## EXERCISE TASK 1
From the cookware passage below, return the span from "It is also the" to "roasting pan too." verbatim.

## TEXT EXTRACT
My everyday pots may be larger than the ones you use now, in part, as I mentioned before, because I always want to have food to send home with others. But large quantity cooking is also essential to my principle of building many dishes from elemental components, like sauces and soup bases, that I freeze for future meals. I hope you will become a convert to the efficiencies, conveniences, and creative possibilities that this style of cooking affords. In which case, you’ll need the big saucepans and soup pots I use and specify in the recipes. A 12-quart stock pot, and 8- and 10-quart heavy saucepans or Dutch ovens, and cast-iron pan, make life much easier and more delicious.

It is also the case that my cooking techniques demand large surface or volume dimensions. This is true of almost every pasta dish I make, for which a 14-inch-diameter skillet is a must. I have two of them, and I use them for everything–meats, vegetables, sauces–so it’s not unusual for both of those great old pans to be on the stove at the same time. I recommend this pan in dozens of recipes in this book, so I hope you will get at least one. I also dependon my heavy-duty roasting pans, 17 by 20 inches or even bigger for my main course roasts. The breadth is necessary, not for massive meat or poultry pieces, but to cook and caramelize a big quantity of vegetables and seasonings and to make a sauce in the roasting pan too.

## INPUT RECORDS
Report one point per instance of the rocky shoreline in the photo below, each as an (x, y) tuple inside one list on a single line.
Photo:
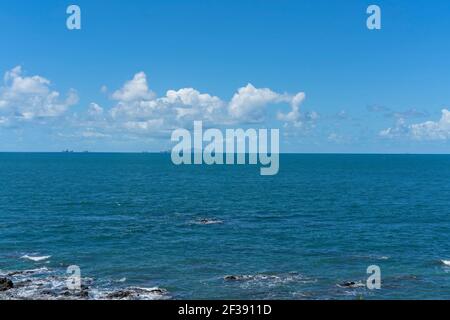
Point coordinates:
[(44, 284)]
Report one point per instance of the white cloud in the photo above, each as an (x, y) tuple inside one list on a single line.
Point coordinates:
[(95, 110), (134, 89), (139, 110), (249, 103), (29, 98), (428, 130)]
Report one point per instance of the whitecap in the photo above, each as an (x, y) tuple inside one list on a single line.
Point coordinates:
[(446, 262), (36, 258)]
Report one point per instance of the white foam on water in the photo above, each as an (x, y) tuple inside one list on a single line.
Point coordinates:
[(35, 258), (446, 262)]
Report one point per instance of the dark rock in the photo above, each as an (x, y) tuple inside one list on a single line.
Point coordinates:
[(24, 283), (348, 284), (121, 294), (6, 284)]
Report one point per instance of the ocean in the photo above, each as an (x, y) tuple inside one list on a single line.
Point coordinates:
[(140, 227)]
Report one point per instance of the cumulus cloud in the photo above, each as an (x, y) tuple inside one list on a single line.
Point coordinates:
[(31, 97), (135, 89), (428, 130), (249, 103), (138, 110)]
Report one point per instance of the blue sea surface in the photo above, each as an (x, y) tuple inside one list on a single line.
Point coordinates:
[(138, 220)]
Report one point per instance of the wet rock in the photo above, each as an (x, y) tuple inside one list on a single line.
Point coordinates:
[(121, 294), (22, 284), (351, 284), (6, 284)]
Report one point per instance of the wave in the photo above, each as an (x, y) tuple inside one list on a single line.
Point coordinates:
[(446, 262), (36, 258), (45, 284)]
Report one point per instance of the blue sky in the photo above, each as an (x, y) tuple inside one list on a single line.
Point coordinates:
[(138, 69)]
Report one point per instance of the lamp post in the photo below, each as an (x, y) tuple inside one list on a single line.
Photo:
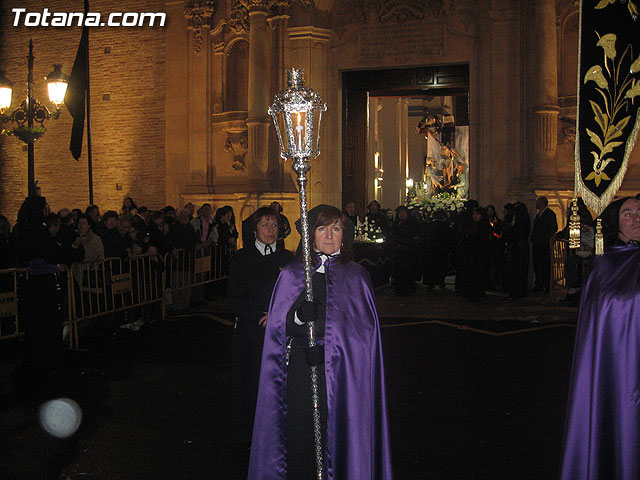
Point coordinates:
[(31, 111), (296, 113)]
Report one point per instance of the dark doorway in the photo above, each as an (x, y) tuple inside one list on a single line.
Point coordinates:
[(358, 86)]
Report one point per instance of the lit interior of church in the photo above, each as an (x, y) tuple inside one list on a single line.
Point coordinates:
[(475, 153)]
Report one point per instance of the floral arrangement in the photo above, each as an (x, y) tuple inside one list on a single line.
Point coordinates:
[(446, 202), (368, 232)]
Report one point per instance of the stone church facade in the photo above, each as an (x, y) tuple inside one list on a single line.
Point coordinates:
[(179, 113)]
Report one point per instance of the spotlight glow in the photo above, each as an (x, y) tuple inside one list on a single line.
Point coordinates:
[(60, 417)]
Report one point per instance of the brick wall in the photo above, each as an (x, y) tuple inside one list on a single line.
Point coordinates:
[(128, 129)]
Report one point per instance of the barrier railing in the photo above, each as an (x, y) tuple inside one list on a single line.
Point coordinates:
[(13, 285), (559, 253), (93, 289), (191, 268), (116, 284), (10, 281)]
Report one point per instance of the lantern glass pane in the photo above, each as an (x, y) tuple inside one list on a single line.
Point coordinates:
[(57, 91), (5, 97), (316, 141), (299, 124), (279, 119)]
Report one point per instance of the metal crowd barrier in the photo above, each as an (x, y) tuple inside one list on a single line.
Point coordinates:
[(191, 268), (93, 289), (114, 285), (10, 282), (559, 253)]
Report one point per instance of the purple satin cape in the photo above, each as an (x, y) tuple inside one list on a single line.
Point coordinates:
[(602, 434), (357, 443)]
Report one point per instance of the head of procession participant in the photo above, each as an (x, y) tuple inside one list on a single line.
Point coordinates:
[(265, 226), (629, 221), (328, 225)]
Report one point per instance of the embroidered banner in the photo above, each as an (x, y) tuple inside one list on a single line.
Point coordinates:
[(608, 98)]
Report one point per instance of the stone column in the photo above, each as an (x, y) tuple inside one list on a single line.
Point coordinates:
[(218, 67), (199, 16), (545, 92), (279, 41), (310, 51), (258, 99)]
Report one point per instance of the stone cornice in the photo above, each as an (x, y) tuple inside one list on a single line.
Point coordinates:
[(199, 14)]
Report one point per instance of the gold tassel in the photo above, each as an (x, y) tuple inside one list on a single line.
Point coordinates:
[(599, 237), (574, 225)]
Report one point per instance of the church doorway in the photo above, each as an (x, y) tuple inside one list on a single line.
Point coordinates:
[(383, 154)]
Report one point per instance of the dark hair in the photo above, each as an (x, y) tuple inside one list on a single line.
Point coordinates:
[(90, 209), (261, 213), (52, 220), (133, 204), (87, 217), (328, 216), (5, 228), (109, 214)]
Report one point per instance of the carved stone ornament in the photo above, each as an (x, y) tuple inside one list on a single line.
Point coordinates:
[(199, 13), (568, 135), (239, 18), (238, 145)]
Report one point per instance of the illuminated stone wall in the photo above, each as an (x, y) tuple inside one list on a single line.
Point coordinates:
[(127, 102)]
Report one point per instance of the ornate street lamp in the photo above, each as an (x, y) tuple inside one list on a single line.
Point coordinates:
[(30, 111), (296, 113)]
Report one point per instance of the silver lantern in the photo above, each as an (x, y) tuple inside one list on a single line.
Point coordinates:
[(296, 113)]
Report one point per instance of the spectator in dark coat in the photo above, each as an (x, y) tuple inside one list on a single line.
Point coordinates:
[(181, 232), (477, 244), (545, 225), (404, 234), (350, 211), (517, 237), (8, 247), (117, 242), (284, 229), (437, 239)]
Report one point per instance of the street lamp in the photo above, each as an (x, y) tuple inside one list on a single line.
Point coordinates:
[(296, 113), (30, 111)]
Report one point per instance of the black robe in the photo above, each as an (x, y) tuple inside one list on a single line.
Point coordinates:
[(251, 283)]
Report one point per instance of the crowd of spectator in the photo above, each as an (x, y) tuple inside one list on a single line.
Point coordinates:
[(484, 250), (42, 237)]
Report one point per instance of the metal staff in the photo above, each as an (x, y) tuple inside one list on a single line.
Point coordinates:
[(296, 113)]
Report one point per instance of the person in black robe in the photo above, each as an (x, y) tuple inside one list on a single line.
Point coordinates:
[(437, 238), (477, 245), (404, 233), (253, 274), (545, 225), (375, 217), (517, 237)]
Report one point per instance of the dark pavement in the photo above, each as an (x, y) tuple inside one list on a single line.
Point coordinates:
[(468, 398)]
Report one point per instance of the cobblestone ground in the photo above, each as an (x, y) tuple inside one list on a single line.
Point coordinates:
[(479, 394)]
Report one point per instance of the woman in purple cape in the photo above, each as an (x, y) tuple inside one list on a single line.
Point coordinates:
[(355, 433), (602, 434)]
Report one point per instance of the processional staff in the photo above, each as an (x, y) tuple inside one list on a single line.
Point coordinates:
[(296, 114)]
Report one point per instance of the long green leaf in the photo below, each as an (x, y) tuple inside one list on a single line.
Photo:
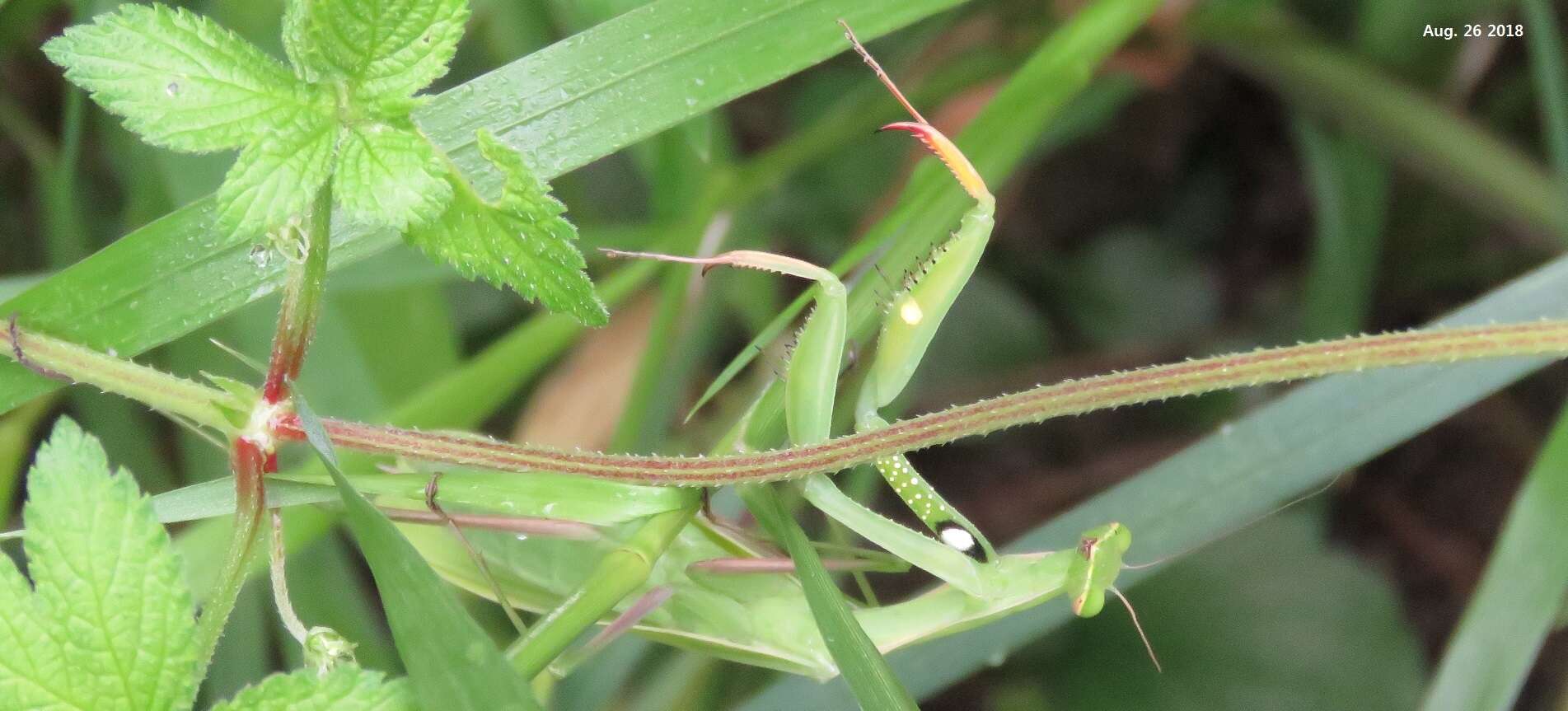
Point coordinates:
[(1233, 476), (1517, 601), (859, 662), (1519, 596), (562, 107), (453, 664)]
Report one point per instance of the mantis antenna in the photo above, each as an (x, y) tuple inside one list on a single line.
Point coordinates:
[(1139, 627)]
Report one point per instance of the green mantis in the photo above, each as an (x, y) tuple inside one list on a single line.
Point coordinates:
[(761, 617), (911, 322)]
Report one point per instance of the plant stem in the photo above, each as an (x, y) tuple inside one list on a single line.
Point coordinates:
[(246, 461), (253, 454), (1547, 338), (302, 302), (157, 390)]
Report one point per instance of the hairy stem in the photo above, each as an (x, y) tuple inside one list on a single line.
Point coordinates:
[(166, 393), (1547, 338), (246, 461), (302, 302)]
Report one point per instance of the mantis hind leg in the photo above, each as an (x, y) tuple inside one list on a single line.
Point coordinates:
[(953, 528)]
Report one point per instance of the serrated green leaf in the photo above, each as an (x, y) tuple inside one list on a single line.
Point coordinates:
[(276, 176), (389, 175), (340, 690), (381, 48), (521, 241), (110, 622), (179, 81)]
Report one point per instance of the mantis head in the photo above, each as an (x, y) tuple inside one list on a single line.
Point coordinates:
[(1095, 565)]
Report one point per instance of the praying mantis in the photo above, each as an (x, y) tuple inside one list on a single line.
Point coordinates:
[(727, 594)]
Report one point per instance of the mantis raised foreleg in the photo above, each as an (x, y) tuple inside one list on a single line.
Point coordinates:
[(913, 319)]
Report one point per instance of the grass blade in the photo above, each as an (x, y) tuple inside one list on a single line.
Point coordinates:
[(1233, 476), (564, 107), (869, 677), (453, 664), (1519, 596)]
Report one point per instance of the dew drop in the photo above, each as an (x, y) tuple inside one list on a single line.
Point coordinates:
[(260, 256)]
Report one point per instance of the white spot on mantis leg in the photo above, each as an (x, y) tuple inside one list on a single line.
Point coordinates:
[(955, 537)]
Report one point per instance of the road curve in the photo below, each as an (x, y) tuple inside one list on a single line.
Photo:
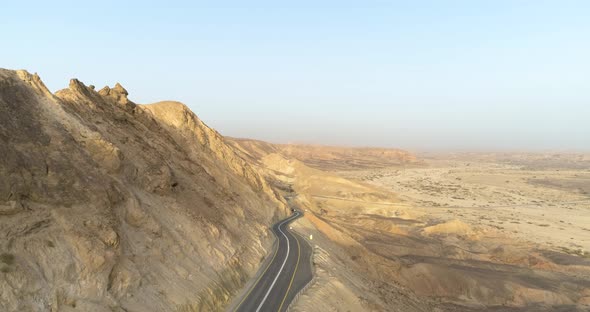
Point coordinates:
[(288, 271)]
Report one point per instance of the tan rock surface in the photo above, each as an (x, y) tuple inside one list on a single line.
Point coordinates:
[(106, 205)]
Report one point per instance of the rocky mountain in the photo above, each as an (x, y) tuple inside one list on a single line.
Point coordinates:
[(334, 158), (108, 205)]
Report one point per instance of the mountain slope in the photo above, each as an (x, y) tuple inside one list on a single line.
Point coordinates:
[(106, 205)]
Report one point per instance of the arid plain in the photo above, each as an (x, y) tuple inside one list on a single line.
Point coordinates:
[(440, 232)]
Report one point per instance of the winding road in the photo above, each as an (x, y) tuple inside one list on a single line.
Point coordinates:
[(280, 279)]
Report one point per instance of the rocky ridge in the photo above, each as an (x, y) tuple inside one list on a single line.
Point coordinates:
[(108, 205)]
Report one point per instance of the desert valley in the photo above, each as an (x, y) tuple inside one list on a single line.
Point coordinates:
[(108, 205)]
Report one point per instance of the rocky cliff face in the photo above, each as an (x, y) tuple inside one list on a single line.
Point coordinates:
[(107, 205)]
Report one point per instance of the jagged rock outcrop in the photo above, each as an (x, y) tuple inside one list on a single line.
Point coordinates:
[(106, 205)]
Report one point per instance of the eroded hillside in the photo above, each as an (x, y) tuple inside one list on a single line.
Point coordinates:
[(462, 237), (106, 205)]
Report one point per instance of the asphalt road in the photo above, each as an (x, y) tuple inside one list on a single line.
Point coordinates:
[(279, 280)]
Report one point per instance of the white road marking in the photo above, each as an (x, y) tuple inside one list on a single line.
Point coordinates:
[(282, 266)]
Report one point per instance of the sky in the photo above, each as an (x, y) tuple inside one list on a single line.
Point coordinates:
[(420, 75)]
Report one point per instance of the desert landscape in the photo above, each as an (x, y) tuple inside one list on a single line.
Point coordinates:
[(295, 156), (460, 232)]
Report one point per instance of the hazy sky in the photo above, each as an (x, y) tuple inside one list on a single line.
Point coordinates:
[(412, 74)]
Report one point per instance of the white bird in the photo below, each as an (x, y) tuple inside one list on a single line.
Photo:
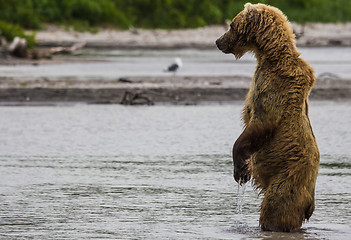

## EXERCISE TASK 2
Rewrite the rows from the line with "Report one point per instance of the green" to the line with "[(761, 617), (911, 322)]", replacing "green mantis" with "praying mantis" and keeping everything else unchanged. Output only those lines.

## TASK SOLUTION 1
It is also the case that my cooking techniques demand large surface or volume dimensions. This is true of almost every pasta dish I make, for which a 14-inch-diameter skillet is a must. I have two of them, and I use them for everything–meats, vegetables, sauces–so it’s not unusual for both of those great old pans to be on the stove at the same time. I recommend this pan in dozens of recipes in this book, so I hope you will get at least one. I also dependon my heavy-duty roasting pans, 17 by 20 inches or even bigger for my main course roasts. The breadth is necessary, not for massive meat or poultry pieces, but to cook and caramelize a big quantity of vegetables and seasonings and to make a sauce in the roasting pan too.

## TASK SOLUTION 2
Report one point per instance of the praying mantis in the photo above, each as an (x, y) tuple inside one list on a single line.
Point coordinates:
[(761, 617), (911, 322)]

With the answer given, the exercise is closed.